Assignment:
Could the data below be copied exactly, minus the pictures?

Image-grounded pointing data
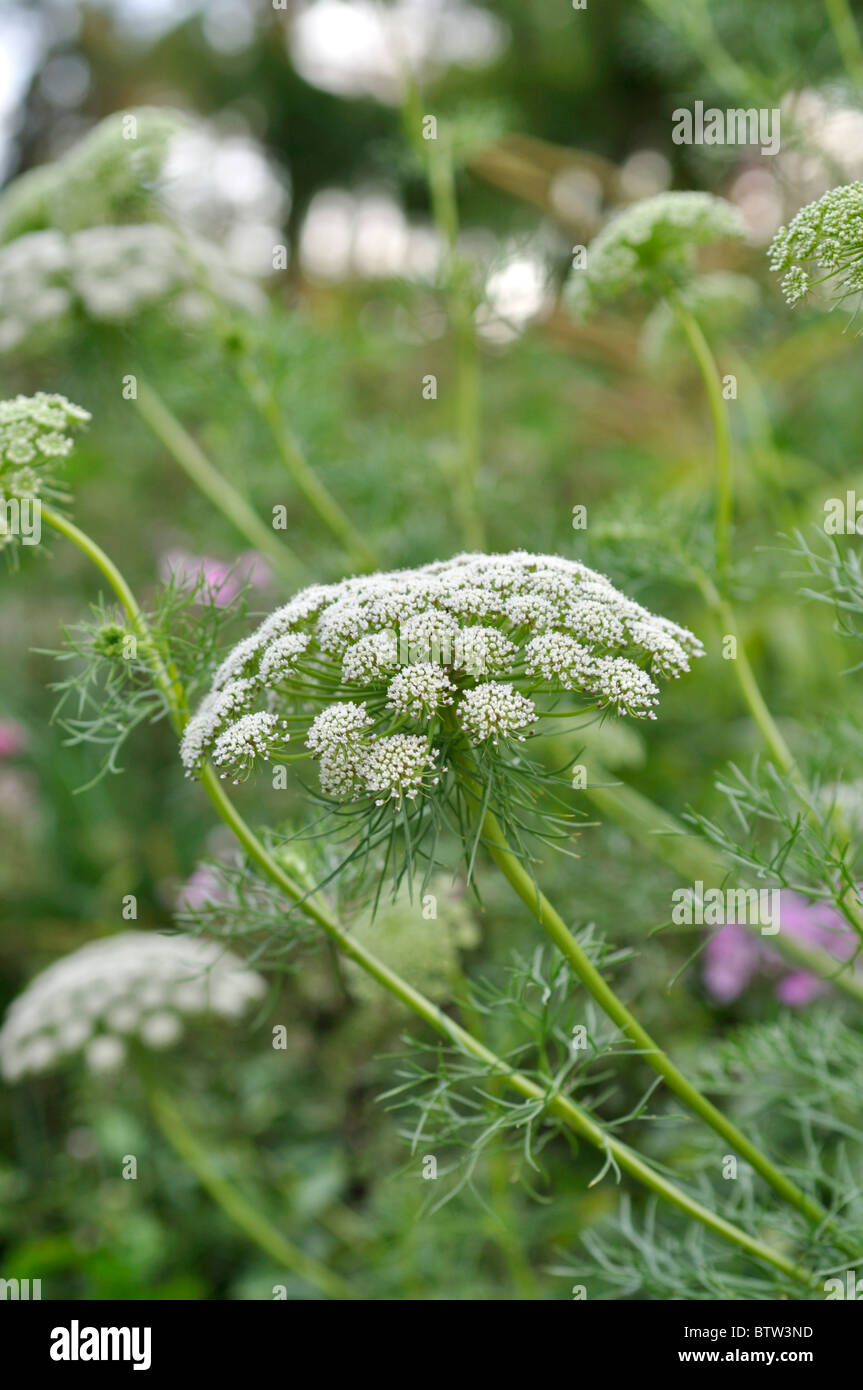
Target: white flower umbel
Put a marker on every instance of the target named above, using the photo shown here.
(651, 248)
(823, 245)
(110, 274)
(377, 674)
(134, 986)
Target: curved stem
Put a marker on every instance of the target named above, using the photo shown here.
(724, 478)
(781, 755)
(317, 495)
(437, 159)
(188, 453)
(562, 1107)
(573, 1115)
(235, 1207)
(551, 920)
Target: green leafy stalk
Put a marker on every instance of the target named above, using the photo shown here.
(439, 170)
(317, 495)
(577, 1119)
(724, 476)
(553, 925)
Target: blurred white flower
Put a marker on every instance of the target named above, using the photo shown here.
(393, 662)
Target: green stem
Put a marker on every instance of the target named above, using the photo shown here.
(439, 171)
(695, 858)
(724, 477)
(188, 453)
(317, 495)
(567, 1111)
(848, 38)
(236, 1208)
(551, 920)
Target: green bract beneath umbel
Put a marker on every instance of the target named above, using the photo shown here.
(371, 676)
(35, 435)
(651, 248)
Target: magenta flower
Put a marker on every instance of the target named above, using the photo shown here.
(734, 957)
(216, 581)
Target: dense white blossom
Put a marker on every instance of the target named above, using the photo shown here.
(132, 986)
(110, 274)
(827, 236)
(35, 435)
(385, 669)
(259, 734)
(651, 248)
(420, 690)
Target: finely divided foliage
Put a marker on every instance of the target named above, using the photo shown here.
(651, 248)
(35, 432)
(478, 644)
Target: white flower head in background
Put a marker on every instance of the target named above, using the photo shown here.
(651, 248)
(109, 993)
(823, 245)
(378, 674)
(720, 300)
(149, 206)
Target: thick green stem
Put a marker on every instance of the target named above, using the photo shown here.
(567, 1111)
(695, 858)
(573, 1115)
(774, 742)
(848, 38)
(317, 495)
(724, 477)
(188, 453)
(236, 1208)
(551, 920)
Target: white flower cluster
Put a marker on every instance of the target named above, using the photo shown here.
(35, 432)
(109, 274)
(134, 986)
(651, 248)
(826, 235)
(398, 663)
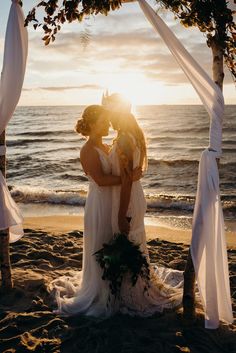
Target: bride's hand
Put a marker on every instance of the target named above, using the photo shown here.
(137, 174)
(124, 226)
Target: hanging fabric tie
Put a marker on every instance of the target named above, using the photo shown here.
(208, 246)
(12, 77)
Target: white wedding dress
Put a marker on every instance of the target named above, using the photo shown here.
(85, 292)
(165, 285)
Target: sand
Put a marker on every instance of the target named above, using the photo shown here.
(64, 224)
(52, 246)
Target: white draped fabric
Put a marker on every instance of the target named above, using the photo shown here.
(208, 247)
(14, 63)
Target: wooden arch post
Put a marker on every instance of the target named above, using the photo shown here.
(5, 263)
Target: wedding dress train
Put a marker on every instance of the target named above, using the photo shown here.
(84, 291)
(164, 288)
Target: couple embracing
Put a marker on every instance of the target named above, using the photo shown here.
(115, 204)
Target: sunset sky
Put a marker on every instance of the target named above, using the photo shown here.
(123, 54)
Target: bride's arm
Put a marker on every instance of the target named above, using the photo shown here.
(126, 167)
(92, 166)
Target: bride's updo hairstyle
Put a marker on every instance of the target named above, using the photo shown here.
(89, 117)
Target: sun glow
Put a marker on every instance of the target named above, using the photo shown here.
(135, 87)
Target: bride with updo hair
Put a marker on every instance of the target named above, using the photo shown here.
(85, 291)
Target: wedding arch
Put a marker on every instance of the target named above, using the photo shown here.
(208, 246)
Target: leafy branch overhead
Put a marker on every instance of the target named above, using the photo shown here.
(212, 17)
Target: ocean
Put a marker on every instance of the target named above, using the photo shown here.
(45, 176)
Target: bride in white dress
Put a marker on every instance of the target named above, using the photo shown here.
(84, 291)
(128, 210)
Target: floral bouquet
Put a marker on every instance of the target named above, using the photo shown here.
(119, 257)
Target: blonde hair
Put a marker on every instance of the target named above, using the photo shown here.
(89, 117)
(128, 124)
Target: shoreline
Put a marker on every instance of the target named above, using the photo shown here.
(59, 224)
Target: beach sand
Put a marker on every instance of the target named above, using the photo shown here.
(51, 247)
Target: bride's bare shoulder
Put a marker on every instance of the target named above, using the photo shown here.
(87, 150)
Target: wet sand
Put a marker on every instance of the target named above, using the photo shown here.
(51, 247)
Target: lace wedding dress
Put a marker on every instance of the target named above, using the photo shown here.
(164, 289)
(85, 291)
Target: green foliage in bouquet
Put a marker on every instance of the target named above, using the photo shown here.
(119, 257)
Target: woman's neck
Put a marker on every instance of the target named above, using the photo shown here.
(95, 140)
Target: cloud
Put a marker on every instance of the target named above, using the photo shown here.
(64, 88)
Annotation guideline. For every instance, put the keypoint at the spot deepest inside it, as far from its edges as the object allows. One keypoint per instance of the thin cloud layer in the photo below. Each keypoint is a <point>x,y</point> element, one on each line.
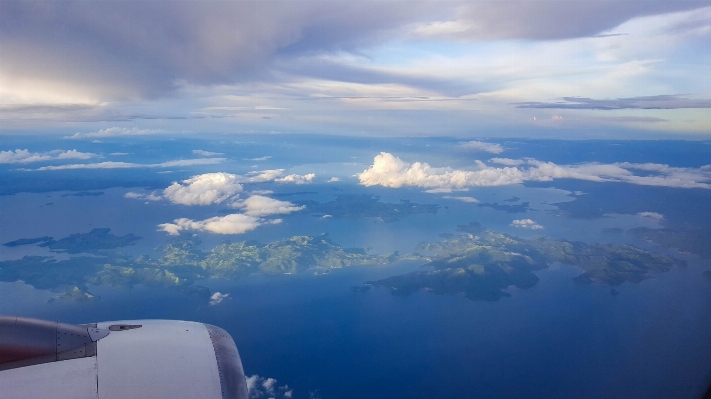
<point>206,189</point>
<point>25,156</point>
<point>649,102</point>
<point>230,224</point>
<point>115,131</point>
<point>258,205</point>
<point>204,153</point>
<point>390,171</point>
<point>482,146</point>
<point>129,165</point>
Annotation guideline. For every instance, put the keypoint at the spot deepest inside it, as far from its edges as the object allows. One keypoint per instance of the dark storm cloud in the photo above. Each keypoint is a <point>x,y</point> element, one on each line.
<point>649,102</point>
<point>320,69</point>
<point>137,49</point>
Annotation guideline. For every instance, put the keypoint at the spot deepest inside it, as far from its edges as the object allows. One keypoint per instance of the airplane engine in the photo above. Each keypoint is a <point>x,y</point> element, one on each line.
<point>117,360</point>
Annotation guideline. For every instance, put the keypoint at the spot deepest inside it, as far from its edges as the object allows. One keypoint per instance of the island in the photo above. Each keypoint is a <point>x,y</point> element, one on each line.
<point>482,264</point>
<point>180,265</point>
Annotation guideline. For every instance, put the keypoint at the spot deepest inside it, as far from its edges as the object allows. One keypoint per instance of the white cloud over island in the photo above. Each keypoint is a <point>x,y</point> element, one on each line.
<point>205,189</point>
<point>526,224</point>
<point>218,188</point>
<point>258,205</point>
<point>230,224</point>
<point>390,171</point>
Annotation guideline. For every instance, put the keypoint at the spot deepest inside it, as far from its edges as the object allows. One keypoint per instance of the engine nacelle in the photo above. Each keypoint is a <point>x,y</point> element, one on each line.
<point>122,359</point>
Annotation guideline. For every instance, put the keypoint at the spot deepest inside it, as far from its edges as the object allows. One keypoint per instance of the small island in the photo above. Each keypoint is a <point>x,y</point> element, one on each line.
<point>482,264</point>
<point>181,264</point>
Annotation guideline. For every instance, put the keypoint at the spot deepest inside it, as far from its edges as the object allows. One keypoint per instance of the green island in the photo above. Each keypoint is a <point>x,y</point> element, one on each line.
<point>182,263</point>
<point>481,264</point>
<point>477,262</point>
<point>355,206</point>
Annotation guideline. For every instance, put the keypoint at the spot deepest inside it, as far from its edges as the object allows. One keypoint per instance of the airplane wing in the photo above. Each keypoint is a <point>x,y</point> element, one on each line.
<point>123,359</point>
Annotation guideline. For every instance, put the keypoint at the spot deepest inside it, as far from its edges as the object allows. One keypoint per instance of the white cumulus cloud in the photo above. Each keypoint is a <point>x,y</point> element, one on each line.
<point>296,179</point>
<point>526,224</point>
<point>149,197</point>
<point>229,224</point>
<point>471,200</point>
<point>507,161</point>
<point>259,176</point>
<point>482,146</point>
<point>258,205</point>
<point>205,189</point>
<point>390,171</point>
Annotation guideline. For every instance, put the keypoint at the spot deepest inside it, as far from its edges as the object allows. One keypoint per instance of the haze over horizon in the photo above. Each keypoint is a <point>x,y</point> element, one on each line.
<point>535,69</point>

Answer to this task:
Target: white flower umbel
Put a marker on every instance of the target named above, using the photo shown here.
(651, 248)
(823, 245)
(110, 274)
(377, 674)
(134, 986)
Target: curved stem
Put a marker on every instance of the target named above, using the photo shown here.
(724, 478)
(781, 755)
(317, 495)
(437, 159)
(188, 453)
(562, 1107)
(573, 1115)
(235, 1207)
(551, 920)
Target: green leafy stalk
Put a marker on every instance of the target named above, using the photo shown here.
(439, 170)
(317, 495)
(577, 1119)
(724, 476)
(553, 925)
Target: blurred white flower
Put a marker on every instance of the target named above, using the photo shown here.
(393, 662)
Target: green stem
Put a marker on every instance of the target named above, using the photo shown here.
(439, 171)
(695, 858)
(724, 477)
(188, 453)
(317, 495)
(567, 1111)
(848, 38)
(236, 1208)
(551, 920)
Target: green bract beneath umbel
Put a marker on every instance of the target named above, using the photo shown here.
(371, 676)
(35, 435)
(651, 248)
Target: magenta flower
Put a marker on every instance of the target named above, using the photo shown here.
(734, 957)
(216, 581)
Target: dense white blossom
Put a marker on every instance of the target named above, using the photo shown here.
(132, 986)
(110, 274)
(827, 236)
(35, 435)
(385, 669)
(259, 734)
(651, 248)
(420, 690)
Target: finely divided foliage
Put a marker on every instance of the target named above, using the photo shown here.
(651, 248)
(35, 432)
(478, 644)
Target: white flower head in background
Put a marker on every instance of the target named above, using the photo shown here.
(651, 248)
(109, 993)
(823, 245)
(378, 674)
(720, 300)
(149, 206)
Target: thick green stem
Put a marker on every instance of the target named above, using the photo shown here.
(567, 1111)
(695, 858)
(573, 1115)
(774, 742)
(848, 38)
(317, 495)
(724, 477)
(188, 453)
(236, 1208)
(551, 920)
Target: white flower cluster
Put a marker on every instance of the target named above, using the photo shown here.
(35, 432)
(109, 274)
(134, 986)
(651, 248)
(826, 235)
(398, 663)
Target: bride's hand
Put a marker on every instance of the target named above, using the photo shown here.
(137, 174)
(124, 226)
Target: hanging fabric tie
Put a marker on every instance of the target named above, using the photo shown here.
(208, 246)
(12, 77)
Target: white wedding dress
Put a marker on every instance of the target named above, using the photo shown here.
(85, 292)
(165, 285)
Target: sand
Put a marker on every instance of the target named above, using the photo shown here.
(64, 224)
(52, 246)
Target: white draped fabric
Put a marker on every instance of the target named above, using the photo shown here.
(208, 247)
(14, 63)
Target: wooden arch post
Put a marker on every instance of the target named above, using the photo shown here.
(5, 263)
Target: wedding dress train
Put a marker on every instance of the target named above, using the photo shown here.
(84, 291)
(164, 288)
Target: couple embracing
Put a marker on every instance of the target named above, using the photo shown here.
(115, 204)
Target: sunset sky
Put a marker on every instance of the target named above, using the photo shown here.
(123, 54)
Target: bride's arm
Put a marker on every instance of the target named above, using the photo shown here.
(126, 167)
(92, 166)
Target: bride's updo hairstyle
Put a marker on every instance of the target named above, using the photo shown here.
(89, 117)
Target: sun glow
Put a marker on every instance of the target named above, using the photo shown here.
(135, 87)
Target: bride with updo hair
Put a marker on every instance of the target named above, using the photo shown here.
(85, 291)
Target: wedding arch
Put a marker on every instance of the target named above, using the photo shown here.
(208, 246)
Target: leafy branch overhead
Put a marker on every instance of the target named above, using the photo shown here.
(212, 17)
Target: ocean
Put a marker on every instance of the target named above, using the photo shown here.
(45, 176)
Target: bride in white dress
Put a marker on every instance of the target named above, using the photo shown here.
(84, 291)
(128, 210)
Target: floral bouquet
Put a marker on every instance of the target named above, using the photo shown here.
(119, 257)
Target: blonde hair
Put a marker on every instance of the target named above, using the photo shown here.
(89, 117)
(128, 124)
Target: shoreline
Put a marker on every instance of the target named above, using the photo shown here.
(59, 224)
Target: beach sand
Put a marker on every instance of the target named above, using the photo shown here.
(51, 247)
Target: bride's bare shoulder
Put a marker on every instance of the target named above, using the photo shown here.
(87, 150)
Target: wet sand
Put a marker on every instance of the target named above, using the photo shown here.
(51, 247)
Target: lace wedding dress
Put a marker on every instance of the target named above, using the photo shown here.
(164, 289)
(85, 291)
Target: green foliage in bouquet
Put a marker on every instance of the target named above, using the photo shown here.
(119, 257)
Target: woman's neck
Put a marker on every instance of the target named above, using the photo shown here.
(95, 140)
Target: cloud
Put a marker on every instance of the target named above, using the photo shown here.
(64, 88)
Annotation guideline. For every instance, put the keypoint at the spot deepest inside it, as far from its edges as the object allows. One keypoint per instance of the thin cloud layer in the photo below. Each keypoint is a <point>x,y</point> element, one on each line.
<point>206,189</point>
<point>25,156</point>
<point>649,102</point>
<point>230,224</point>
<point>115,131</point>
<point>258,205</point>
<point>204,153</point>
<point>390,171</point>
<point>482,146</point>
<point>129,165</point>
Annotation guideline. For every instance, put the keypoint at the spot deepest inside it, as far from its edges as the object allows. One keypoint per instance of the dark storm cloud in the photo above. Each keypoint is a <point>x,y</point> element, one on each line.
<point>649,102</point>
<point>320,69</point>
<point>137,49</point>
Annotation guideline. For every instance, put the keypoint at the spot deepest inside it, as far from its edges as the object allows. One keypoint per instance of the airplane engine in the photo above. Each keypoint is a <point>x,y</point> element, one on each line.
<point>117,360</point>
Annotation guideline. For every instance, put the keypoint at the spot deepest inside it, as far from its edges as the object allows. One keypoint per instance of the island in the photo above. Each keypoint is a <point>x,y</point> element, one on each line.
<point>482,264</point>
<point>180,265</point>
Annotation guideline. For every instance, put the keypoint at the spot deepest inside it, as far from its edges as the object allows. One keypoint per instance of the white cloud over island in the photo above. Each keypoint is a <point>x,y</point> element, one on each line.
<point>205,189</point>
<point>526,224</point>
<point>218,188</point>
<point>258,205</point>
<point>230,224</point>
<point>390,171</point>
Annotation guideline. For every instance, put the keypoint at the spot deepest inside it, as far from its edges as the object allows. One keypoint per instance of the engine nacelle in the photo above. Each keypoint is a <point>x,y</point> element, one on each line.
<point>122,359</point>
Annotation guideline. For every instance, put the keypoint at the spot deepest inside it, as far from its edges as the object allows. One keypoint per instance of the small island in the photo above. Each keypoint is a <point>x,y</point> element, one on each line.
<point>482,264</point>
<point>181,264</point>
Annotation guideline. For every instance, put the keypoint at the spot deepest inside it, as far from its edges as the object allows. One keypoint per instance of the green island in the photo above. Each keypoint is a <point>x,y</point> element, one on each line.
<point>182,263</point>
<point>481,264</point>
<point>477,262</point>
<point>355,206</point>
Annotation guideline. For every instance, put the keypoint at the spot deepest inside it, as far from its edges as the object allows. One keypoint per instance of the airplane wing in the photo above. Each keypoint is a <point>x,y</point> element, one on each line.
<point>123,359</point>
Annotation guideline. For every instance, put the keypoint at the spot deepest inside it, as far from its edges as the object allows. One keypoint per instance of the white cumulus cloud in the photo above. Each keypoint is a <point>x,y</point> element, one on each line.
<point>296,179</point>
<point>526,224</point>
<point>149,197</point>
<point>229,224</point>
<point>471,200</point>
<point>507,161</point>
<point>259,176</point>
<point>482,146</point>
<point>258,205</point>
<point>205,189</point>
<point>390,171</point>
Annotation guideline. For every instance, put the keypoint at the spot deepest inside it, as far from its edges as the object allows. One keypoint per instance of the haze over horizon in the photo above. Each keypoint is a <point>x,y</point> element, one on each line.
<point>535,69</point>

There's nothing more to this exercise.